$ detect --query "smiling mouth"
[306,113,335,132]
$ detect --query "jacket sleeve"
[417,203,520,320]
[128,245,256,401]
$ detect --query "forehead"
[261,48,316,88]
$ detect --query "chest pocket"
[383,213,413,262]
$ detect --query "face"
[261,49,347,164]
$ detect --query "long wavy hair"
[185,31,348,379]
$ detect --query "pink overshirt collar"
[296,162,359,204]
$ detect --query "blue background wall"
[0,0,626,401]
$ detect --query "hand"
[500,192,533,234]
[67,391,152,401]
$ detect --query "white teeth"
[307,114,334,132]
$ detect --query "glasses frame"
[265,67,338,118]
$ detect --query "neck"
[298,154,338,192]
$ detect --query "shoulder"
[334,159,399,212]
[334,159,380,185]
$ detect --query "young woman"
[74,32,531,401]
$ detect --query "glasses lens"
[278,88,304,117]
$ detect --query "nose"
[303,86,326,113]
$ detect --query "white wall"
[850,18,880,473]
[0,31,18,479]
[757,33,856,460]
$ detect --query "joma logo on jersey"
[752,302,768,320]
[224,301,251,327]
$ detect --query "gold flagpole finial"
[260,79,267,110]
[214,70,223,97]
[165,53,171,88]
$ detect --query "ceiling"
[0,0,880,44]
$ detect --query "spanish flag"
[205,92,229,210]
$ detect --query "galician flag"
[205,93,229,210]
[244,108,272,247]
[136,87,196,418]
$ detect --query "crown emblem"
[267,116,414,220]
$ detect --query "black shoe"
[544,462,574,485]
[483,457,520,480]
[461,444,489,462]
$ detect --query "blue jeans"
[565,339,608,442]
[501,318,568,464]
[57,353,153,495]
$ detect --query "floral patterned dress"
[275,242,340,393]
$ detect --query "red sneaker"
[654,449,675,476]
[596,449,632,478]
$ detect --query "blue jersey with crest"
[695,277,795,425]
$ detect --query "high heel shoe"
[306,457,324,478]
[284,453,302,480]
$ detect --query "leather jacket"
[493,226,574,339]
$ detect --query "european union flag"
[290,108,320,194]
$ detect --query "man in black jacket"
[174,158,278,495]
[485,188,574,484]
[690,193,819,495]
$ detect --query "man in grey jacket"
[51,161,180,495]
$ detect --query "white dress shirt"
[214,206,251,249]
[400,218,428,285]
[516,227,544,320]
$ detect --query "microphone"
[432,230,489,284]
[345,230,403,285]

────

**AIM OF THE TASK**. Rewrite all of the material above, replacing every "jacket" with "coat" and changing nothing else.

**CORRECT OUTPUT**.
$ detect --query "smiling mouth"
[306,113,335,132]
$ detect --query "coat sleeve"
[417,203,520,320]
[128,245,256,401]
$ detect --query "forehead"
[261,48,316,88]
$ detect --query "chest pocket"
[383,213,413,262]
$ detect --query "face"
[261,49,347,164]
$ detect --query "long wavy hair"
[185,31,348,379]
$ detect --query "pink overshirt collar"
[296,162,359,204]
$ detect --query "blue background wall"
[0,0,626,401]
$ detect --query "hand"
[500,192,533,234]
[67,391,152,401]
$ detect --query "white teeth"
[307,114,334,132]
$ detect --query "glasses frame"
[265,67,338,118]
$ detect --query "neck"
[298,154,338,192]
$ detect --query "shoulder"
[334,159,399,212]
[334,159,380,185]
$ detect --query "young woman"
[74,32,531,401]
$ detect --query "glasses lens"
[278,88,304,117]
$ detect --query "nose"
[303,86,326,113]
$ detect --query "white wall"
[850,18,880,473]
[0,31,18,479]
[757,33,856,460]
$ detect --query "joma logo on jersey"
[752,302,768,320]
[224,301,251,327]
$ detect --query "gold flagpole finial"
[260,79,267,110]
[214,70,223,97]
[165,53,171,88]
$ detect --query "ceiling"
[0,0,880,44]
$ detect --query "spanish flag"
[205,92,229,210]
$ detect --query "galician flag"
[205,93,229,210]
[244,108,272,247]
[136,87,196,418]
$ detect --query "crown emblem"
[267,116,414,220]
$ detect --query "black shoe"
[544,462,574,485]
[483,457,520,480]
[461,444,489,462]
$ detect --query "blue jeans"
[565,339,608,442]
[501,318,568,464]
[57,353,153,495]
$ detect --query "floral patterned dress"
[275,242,340,393]
$ detect --query "red sneaker"
[654,449,675,476]
[596,449,632,478]
$ detect --query "blue jersey with crest"
[695,277,795,425]
$ detect --query "high heel shoe"
[306,457,324,478]
[284,453,302,480]
$ detect --query "leather coat"
[493,226,574,339]
$ detect --query "european union flag"
[290,108,320,194]
$ detect --query "man in black coat"
[174,158,278,495]
[485,188,574,484]
[690,193,819,495]
$ detect --query "man in grey coat"
[51,161,180,495]
$ detect --query "white dress shirt"
[214,206,251,249]
[400,218,428,285]
[516,227,544,320]
$ detect --query "microphone"
[432,230,489,284]
[345,230,403,285]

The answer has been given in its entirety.